Problem to solve | Write out only the tail of the records, beginning at the line containing "Pinpoint each blue" and including the last line, exactly as written.

Material for this exercise |
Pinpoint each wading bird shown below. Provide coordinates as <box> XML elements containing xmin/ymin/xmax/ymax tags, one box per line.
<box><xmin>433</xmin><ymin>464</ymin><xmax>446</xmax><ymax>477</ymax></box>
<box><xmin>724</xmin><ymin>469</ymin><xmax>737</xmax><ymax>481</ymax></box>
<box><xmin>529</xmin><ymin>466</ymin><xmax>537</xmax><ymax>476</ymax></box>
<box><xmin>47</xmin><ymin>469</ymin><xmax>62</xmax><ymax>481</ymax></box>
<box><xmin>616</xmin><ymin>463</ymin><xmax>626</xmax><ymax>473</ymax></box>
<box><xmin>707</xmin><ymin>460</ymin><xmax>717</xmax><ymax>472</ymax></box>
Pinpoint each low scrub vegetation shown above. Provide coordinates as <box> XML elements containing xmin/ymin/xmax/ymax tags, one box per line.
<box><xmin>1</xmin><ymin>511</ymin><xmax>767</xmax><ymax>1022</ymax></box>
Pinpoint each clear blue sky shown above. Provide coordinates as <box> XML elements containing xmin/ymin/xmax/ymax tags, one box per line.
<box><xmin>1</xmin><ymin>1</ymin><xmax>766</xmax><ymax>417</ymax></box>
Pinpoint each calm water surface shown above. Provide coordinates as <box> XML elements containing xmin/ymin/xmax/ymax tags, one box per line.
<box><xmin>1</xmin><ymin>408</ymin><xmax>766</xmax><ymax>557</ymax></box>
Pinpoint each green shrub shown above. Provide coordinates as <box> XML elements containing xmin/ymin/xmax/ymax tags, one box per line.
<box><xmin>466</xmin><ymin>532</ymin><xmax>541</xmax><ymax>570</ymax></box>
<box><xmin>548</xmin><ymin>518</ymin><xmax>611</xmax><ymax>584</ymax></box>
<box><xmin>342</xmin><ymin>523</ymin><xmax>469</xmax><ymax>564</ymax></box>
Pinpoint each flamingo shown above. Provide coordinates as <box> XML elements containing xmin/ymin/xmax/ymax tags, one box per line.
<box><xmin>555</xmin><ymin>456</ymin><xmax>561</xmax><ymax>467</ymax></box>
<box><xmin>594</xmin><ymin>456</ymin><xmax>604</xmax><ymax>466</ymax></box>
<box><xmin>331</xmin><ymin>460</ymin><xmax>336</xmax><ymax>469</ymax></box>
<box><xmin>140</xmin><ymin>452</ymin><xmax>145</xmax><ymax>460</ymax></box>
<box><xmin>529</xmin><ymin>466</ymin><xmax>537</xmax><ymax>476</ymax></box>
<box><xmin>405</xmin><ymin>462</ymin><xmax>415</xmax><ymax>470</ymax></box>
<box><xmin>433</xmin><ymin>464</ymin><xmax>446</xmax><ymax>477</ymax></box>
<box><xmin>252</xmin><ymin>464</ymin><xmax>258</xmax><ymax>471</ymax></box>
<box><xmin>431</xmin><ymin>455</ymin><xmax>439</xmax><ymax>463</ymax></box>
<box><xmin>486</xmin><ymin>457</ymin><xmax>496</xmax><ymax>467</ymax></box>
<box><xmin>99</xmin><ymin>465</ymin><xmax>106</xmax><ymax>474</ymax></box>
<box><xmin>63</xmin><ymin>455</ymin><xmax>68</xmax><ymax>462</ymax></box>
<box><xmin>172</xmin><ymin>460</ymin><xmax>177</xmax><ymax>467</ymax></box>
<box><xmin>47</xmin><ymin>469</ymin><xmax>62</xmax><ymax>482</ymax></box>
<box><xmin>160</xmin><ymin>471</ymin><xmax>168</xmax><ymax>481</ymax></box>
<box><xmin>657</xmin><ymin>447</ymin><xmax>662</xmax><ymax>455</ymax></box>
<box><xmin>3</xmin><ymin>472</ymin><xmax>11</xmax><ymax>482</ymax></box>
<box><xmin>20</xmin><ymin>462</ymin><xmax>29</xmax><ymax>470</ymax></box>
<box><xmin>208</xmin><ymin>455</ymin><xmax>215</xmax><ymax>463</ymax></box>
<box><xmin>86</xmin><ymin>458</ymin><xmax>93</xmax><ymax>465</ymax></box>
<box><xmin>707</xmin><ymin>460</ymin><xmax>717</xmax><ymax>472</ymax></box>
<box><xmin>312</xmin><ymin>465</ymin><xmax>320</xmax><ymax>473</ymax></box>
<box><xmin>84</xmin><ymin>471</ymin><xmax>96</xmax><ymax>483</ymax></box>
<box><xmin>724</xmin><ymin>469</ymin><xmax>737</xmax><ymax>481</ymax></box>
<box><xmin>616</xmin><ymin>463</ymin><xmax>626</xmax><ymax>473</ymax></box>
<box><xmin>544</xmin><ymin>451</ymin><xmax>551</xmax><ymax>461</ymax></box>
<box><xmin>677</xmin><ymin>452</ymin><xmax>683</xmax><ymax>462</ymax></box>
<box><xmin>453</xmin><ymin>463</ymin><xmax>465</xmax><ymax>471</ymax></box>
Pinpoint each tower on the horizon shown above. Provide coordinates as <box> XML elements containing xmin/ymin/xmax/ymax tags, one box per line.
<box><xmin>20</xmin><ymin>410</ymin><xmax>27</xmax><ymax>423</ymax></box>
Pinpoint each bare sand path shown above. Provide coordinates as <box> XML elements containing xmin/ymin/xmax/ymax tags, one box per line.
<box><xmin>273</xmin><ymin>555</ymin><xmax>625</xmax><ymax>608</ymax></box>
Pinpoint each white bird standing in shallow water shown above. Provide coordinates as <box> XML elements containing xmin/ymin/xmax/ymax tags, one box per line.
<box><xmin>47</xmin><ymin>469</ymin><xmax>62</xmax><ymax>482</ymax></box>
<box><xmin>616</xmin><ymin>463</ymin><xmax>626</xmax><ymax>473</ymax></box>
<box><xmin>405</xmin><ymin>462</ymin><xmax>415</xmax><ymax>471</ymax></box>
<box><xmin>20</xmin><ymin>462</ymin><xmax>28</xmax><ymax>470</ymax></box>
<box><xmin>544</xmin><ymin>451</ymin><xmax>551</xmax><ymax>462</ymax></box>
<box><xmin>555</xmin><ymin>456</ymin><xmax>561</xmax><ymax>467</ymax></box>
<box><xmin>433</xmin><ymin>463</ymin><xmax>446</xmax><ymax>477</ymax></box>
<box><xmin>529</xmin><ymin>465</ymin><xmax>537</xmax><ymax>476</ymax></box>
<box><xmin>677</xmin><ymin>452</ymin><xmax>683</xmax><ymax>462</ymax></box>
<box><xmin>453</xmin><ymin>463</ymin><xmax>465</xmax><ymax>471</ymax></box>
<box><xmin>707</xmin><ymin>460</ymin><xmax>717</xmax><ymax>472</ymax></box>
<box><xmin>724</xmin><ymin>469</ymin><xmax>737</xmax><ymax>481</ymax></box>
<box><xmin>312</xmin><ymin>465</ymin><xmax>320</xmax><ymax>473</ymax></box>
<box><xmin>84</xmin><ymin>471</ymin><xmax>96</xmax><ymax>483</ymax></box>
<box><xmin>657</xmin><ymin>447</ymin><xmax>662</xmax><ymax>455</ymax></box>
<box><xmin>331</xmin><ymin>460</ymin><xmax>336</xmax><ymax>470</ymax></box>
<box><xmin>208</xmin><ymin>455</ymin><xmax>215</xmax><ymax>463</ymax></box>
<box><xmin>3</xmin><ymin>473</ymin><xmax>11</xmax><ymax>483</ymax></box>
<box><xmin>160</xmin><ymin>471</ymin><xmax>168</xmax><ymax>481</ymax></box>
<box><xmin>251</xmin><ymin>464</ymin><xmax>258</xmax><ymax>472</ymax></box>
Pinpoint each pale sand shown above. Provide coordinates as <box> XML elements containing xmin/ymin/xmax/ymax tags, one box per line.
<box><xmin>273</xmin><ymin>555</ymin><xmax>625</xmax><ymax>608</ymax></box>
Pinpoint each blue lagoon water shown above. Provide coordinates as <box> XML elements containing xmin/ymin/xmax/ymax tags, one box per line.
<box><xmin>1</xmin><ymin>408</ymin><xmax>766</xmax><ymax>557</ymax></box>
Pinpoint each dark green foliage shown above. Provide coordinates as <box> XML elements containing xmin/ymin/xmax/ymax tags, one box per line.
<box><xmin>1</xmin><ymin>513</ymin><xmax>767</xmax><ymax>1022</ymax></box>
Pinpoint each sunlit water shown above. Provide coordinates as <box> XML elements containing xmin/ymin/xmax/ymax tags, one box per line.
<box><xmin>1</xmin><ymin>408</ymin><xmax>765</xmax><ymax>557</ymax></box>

Your solution |
Pinpoint each blue lagoon water shown above. Provide coordinates as <box> XML elements containing xmin/ymin/xmax/ymax tags, one box per line.
<box><xmin>1</xmin><ymin>408</ymin><xmax>766</xmax><ymax>557</ymax></box>
Pinpoint each dark green foliage shown above. Provide coordinates as <box> XML elements containing xmin/ymin/xmax/ymax tags, one box per line.
<box><xmin>1</xmin><ymin>513</ymin><xmax>767</xmax><ymax>1022</ymax></box>
Pinpoint each sunlit water shown above. Provide coordinates as <box> XML elements containing xmin/ymin/xmax/ymax tags, one box per line.
<box><xmin>1</xmin><ymin>408</ymin><xmax>765</xmax><ymax>557</ymax></box>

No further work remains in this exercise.